» **Selected excerpt**
· · · · · · ·
Home caregiving is more than a job. If you don't have a passion for the work, do something else. Caregivers get an intimate window into some of the most vulnerable moments in a person's life, moments when most of us would rather not accept help at all. The job is learning how to connect with someone who doesn't want you there yet, and earning their trust anyway.
If you're considering home care as a career, here's what you should know before stepping in.
The pay, the hours, the reality
Better-paid caregivers on Vancouver Island make around $30 to $32 per hour, or $60 to $65k annually with shift premiums and bonuses. Lower-paid caregivers sit closer to $22 per hour, or $45k annually. Some of our caregivers clear $100k, but they're pulling serious overtime to get there.
Scheduling is the biggest variable in whether this job works for you. Do you have enough hours? Split shifts? Gaps between clients? Outside of government home support, almost no private employer offers guaranteed hours, and many have genuinely poor scheduling practices. You'll be working with people from every walk of life, every condition, every lifestyle. Routines develop, but the people never stop surprising you. A lot of introverts thrive in home care because the work is one-to-one and not directly unsupervised. And yes, some clients have bowel accidents and incontinence issues. Cleanup on the people aisle. No room for squeamishness.
Dynamic, unpredictable, and physical
Every day can feel different, and sometimes it will feel overwhelming. You might spend several days at one home or bounce between a dozen in a single day. You'll support clients with vastly different needs: frailty, dementia, mental illness, brain injuries, developmental disabilities, end-of-life. Each one needs a different approach. You'll walk into unfamiliar homes and routines on a regular basis and problem-solve when things go sideways.
Home care demands adaptability, patience, and the ability to stay calm when plans change mid-shift. If you need rigid routine and structure, a group home, facility or hospital will suit you better.
It's also physically demanding. Injury rates for back, neck, and shoulders are among the highest of any service profession. Safe patient handling, good body mechanics, risk-assessing every transfer, and knowing your own limits are non-negotiable.
The emotional load
At some point, most caregivers question their career choice, usually in a stretch of exhaustion or emotional overload. You're supporting people through physical or cognitive decline, often when they're struggling to accept any help at all. Some clients will be short-tempered, resistant, or unappreciative. Often the ones who need the most patience express the least gratitude.
You can be admired one day and resented the next, sometimes within the same hour. Strong personal boundaries and emotional resilience aren't optional. The flip side is real: you'll form meaningful bonds with clients who trust you with their secrets, fears, humour, and tears.
Culture matters more than the logo on the shirt
Every organization has a culture, and it can make or break your experience. Even within one organization, different departments or managers create completely different work experiences. That singular caring scheduler or supervisor can change everything. When they leave, everything can change again.
Before accepting a position, research local providers, read employee reviews, and talk to current or former caregivers. Ask directly about scheduling practices, support systems, and workload. Smaller agencies can be more personal, but also more volatile and less secure. Whatever employer you land with, advocate for yourself. Keep records of your communications. If you're not being heard, speak up or move on. And beware the false givers - employers who use sweet words and pay a pittance are preying upon your good nature.
· · · · · · ·
» **Data for review**

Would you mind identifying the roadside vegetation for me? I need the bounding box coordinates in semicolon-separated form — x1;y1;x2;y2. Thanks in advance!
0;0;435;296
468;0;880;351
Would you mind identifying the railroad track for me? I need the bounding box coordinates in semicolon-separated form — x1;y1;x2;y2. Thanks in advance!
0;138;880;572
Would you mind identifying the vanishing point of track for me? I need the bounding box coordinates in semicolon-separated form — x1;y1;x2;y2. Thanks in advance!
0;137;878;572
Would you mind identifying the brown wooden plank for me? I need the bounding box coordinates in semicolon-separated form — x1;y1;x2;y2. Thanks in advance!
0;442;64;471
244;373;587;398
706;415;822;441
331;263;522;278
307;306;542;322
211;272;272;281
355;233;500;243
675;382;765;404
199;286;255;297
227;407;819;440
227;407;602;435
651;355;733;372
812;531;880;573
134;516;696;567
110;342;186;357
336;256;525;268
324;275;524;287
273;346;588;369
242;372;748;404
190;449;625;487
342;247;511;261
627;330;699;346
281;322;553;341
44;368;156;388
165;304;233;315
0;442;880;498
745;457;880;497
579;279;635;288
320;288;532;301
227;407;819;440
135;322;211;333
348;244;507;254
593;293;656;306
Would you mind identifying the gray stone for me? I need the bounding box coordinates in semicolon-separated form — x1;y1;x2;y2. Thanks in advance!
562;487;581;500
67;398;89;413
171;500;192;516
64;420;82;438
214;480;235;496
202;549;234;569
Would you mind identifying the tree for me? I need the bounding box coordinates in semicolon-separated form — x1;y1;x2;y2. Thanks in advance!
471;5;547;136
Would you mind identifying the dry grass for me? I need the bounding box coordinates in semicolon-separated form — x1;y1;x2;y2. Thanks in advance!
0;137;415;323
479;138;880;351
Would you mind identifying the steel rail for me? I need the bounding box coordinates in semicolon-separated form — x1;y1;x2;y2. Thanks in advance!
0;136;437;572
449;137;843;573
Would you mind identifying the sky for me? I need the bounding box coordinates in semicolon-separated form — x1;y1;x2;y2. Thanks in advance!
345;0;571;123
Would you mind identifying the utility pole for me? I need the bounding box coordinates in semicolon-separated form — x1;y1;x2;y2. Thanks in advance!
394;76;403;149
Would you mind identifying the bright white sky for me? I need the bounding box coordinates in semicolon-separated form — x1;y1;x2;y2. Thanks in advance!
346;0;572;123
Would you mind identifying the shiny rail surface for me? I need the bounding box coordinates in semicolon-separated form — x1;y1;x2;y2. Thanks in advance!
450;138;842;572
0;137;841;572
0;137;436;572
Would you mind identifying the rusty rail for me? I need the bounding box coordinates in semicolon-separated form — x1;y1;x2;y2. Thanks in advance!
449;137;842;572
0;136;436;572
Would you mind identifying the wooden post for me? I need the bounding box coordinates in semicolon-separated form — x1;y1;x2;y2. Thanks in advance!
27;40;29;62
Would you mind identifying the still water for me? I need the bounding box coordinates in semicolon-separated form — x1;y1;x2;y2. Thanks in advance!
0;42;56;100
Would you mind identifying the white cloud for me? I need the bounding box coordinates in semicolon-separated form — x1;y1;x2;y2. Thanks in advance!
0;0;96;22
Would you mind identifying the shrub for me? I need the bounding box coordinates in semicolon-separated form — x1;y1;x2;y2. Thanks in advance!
· · · · · · ·
Rewrite the home caregiving text between "Home care demands" and "the least gratitude.", inclusive, putting "clinic" in place of "hospital".

» **Exercise result**
Home care demands adaptability, patience, and the ability to stay calm when plans change mid-shift. If you need rigid routine and structure, a group home, facility or clinic will suit you better.
It's also physically demanding. Injury rates for back, neck, and shoulders are among the highest of any service profession. Safe patient handling, good body mechanics, risk-assessing every transfer, and knowing your own limits are non-negotiable.
The emotional load
At some point, most caregivers question their career choice, usually in a stretch of exhaustion or emotional overload. You're supporting people through physical or cognitive decline, often when they're struggling to accept any help at all. Some clients will be short-tempered, resistant, or unappreciative. Often the ones who need the most patience express the least gratitude.